* **Goal of the exercise**: In the Star Wars article below, when does it say the original trilogy films were released?

18 Things to Look for the Next Time You Watch Star Wars

Star Wars © & TM 2015 Lucasfilm Ltd. All Rights Reserved.
Star Wars © & TM 2015 Lucasfilm Ltd. All Rights Reserved.

It must be tough being arguably the most influential movie series of all time. With countless websites and message boards dedicated to picking apart individual movies, scenes and moments, it might seem that there’s nothing left to see after you’ve watched the original Star Wars trilogy for approximately the one millionth time. But you’d be wrong.

Despite the fact that fans and viewers have obsessed over A New Hope, The Empire Strikes Back, and Return of the Jedi since the films were released in the late 1970s and early '80s, there are still some awesome details to look out for when you marathon the movies for Star Wars Day.

STAR WARS: EPISODE IV - A NEW HOPE (1977)

1. Hidden dashboard dice are a big deal in the sequels and spinoffs.

* **Dataset content**:

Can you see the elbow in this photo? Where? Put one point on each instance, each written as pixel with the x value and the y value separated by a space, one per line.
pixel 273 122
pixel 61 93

* **The output**: In the late 1970s and early '80s.